[[ Text for analysis, beginning ]]

The cause of the problem was four cells with non available data, that I had completed as "NA". Frictionless "saw" the strings, and inferred the whole variables as strings. I had to find a way to tell frictionless to ignore those "NA" cells. This line of code solved the issue:
resource = describe("correlational_fordatapackage.csv", infer_missing_values=["", "NA"])
It turned my "NA" cells into empty cells. Thus, when calling the "resource" variable I got the right description.
{'name': 'correlational_fordatapackage',
'profile': 'tabular-data-resource',
'path': 'correlational_fordatapackage.csv',
'scheme': 'file',
'format': 'csv',
'hashing': 'md5',
'encoding': 'utf-8-sig',
'compression': 'no',
'compressionPath': '',
'control': {'newline': ''},
'dialect': {},
'query': {},
'schema': {'missingValues': ['', 'NA'],
'fields': [{'name': 'participant', 'type': 'integer'},
{'name': 'age(1st session)', 'type': 'integer'},
{'name': 'PPVT_raw', 'type': 'integer'},
{'name': 'PPVT_z', 'type': 'number'},
{'name': 'RCPM_raw', 'type': 'integer'},
{'name': 'RCPM_z', 'type': 'number'},
{'name': 'Srep_structure_correct/32', 'type': 'integer'},
{'name': 'morph_prod/24', 'type': 'integer'},
{'name': 'morph_comp/31', 'type': 'integer'},
{'name': 'syll_manip/12', 'type': 'integer'},
{'name': 'phon_manip/8', 'type': 'integer'},
{'name': 'pseudoword_rep/48', 'type': 'integer'},
{'name': 'fwd_recall/54', 'type': 'integer'},
{'name': 'fwd_recall_range/9', 'type': 'integer'},
{'name': 'bwd_recall/45', 'type': 'integer'},
{'name': 'bwd_recall_range/9', 'type': 'integer'},
{'name': 'fwd_corsi/54', 'type': 'integer'},
{'name': 'fwd_corsi_range/9', 'type': 'integer'},
{'name': 'bwd_corsi/45', 'type': 'integer'},
{'name': 'bwd_corsi_range/9', 'type': 'integer'},
{'name': 'melody_score', 'type': 'integer'},
{'name': 'rhythm_score', 'type': 'integer'},
{'name': 'cBAT_score', 'type': 'integer'},
{'name': 'complex_cBAT', 'type': 'integer'},
{'name': 'simple_cBAT', 'type': 'integer'},
{'name': "chat_d'", 'type': 'number'},
{'name': 'trackgridprop', 'type': 'number'},
{'name': 'trackgridprop_z', 'type': 'number'},
{'name': 'trackrecallprop', 'type': 'number'},
{'name': 'trackrecallprop_z', 'type': 'number'}]},
'stats': {'hash': 'd5fca8495f9cf143ad4b75b83466f4e9',
'bytes': 3000,
'fields': 30,
'rows': 22}}
Phew, that was definitely hard work! Unfortunately, my work here is not done, if we want to update everything. Data Package Creator created a very neat schema, and we can try and replicate that using Python. So we call describe_schema:
from frictionless import describe_schema
schema = describe_schema("correlational_fordatapackage.csv")

[[ Text for analysis, end ]]

Check your understanding:
A - Do these statements agree with the frictionless excerpt? (i) The problem came from four cells filled in as "NA". (ii) Frictionless inferred the affected variables as integers. (iii) The corrected description reports 22 rows. Answer yes or no for each, and quote the words of the excerpt that decide it.
B - What comes next in the frictionless excerpt? Continue it, starting right after its final line of code.
These entries are separate material with no connection to the frictionless excerpt.

[[ Excerpted records, beginning ]]

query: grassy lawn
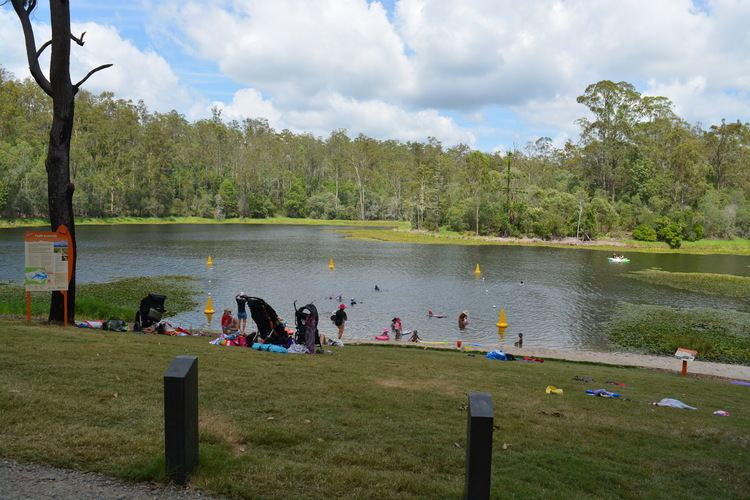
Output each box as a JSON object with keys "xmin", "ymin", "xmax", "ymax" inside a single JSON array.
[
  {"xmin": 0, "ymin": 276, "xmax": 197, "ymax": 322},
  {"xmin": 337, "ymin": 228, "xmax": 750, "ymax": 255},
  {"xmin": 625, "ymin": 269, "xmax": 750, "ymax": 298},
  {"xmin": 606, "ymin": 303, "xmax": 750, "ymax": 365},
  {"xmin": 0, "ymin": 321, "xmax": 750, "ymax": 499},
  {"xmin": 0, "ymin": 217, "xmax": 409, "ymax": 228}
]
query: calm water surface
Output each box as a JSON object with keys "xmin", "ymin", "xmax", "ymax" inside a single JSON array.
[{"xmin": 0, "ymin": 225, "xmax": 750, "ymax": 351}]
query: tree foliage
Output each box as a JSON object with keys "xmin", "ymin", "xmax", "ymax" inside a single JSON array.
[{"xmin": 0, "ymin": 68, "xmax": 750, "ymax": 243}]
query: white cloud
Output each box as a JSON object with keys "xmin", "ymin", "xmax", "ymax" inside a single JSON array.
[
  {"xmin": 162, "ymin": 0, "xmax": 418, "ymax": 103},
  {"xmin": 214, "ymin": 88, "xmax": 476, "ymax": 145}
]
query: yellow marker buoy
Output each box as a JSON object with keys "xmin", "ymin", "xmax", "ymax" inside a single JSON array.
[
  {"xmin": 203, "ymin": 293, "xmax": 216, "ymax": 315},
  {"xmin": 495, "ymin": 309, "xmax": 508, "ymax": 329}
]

[[ Excerpted records, end ]]
[[ Excerpted records, beginning ]]

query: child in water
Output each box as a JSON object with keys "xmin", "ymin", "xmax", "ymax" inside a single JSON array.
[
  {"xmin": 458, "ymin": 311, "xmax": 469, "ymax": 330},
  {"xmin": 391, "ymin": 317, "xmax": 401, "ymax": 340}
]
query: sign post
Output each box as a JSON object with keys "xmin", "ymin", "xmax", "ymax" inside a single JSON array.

[[ Excerpted records, end ]]
[[ Excerpted records, beginning ]]

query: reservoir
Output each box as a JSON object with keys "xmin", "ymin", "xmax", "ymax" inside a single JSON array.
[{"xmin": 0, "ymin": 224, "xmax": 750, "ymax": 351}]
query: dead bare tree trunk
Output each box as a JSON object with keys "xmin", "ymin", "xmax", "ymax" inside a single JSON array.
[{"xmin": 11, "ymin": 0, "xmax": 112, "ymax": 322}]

[[ Excerpted records, end ]]

Results of the tasks:
A -
(i) Yes: "The cause of the problem was four cells with non available data, that I had completed as "NA"."
(ii) No: "inferred the whole variables as strings."
(iii) Yes: "'rows': 22"

B -
schema.get_field("participant").title = "participant code"
schema.get_field("age(1st session)").title = "age"
schema.get_field("age(1st session)").description = "participants' age (in months) in the first session"
So we got the specific fields and added titles and descriptions. Hopefully now the project has more information.
Conclusion
I tried to tackle a few issues with data validation using both user-friendly options, but also using the command line and Python. It's not easy, as I still have a long way to get my head around all of this, but practicing it made me think about schemas, thinking in different programming languages, and reinforced what I have been experiencing during the whole fellowship experience: that I can actually do it!